## Required task
Rewrite each item below as a JSON list of strings with one string per line, skipping blank lines and leaving out the pictures.

-----

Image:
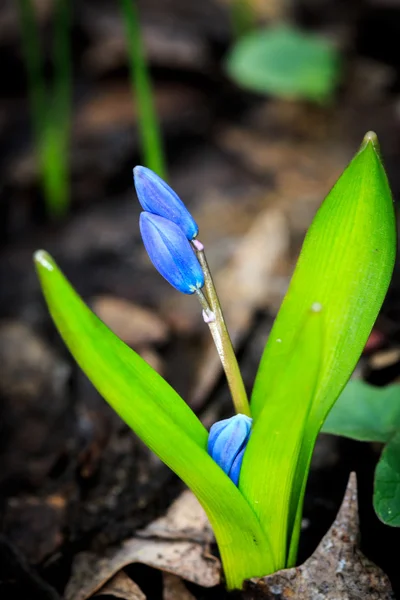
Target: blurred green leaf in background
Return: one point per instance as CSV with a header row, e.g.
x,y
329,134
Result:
x,y
372,414
286,62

-----

## Exercise solution
[
  "Image:",
  "Target: blurred green leaf in background",
  "Return: one point per instance as CSV with a header row, e.g.",
  "x,y",
  "329,134",
  "Result:",
  "x,y",
  "372,414",
  "286,62"
]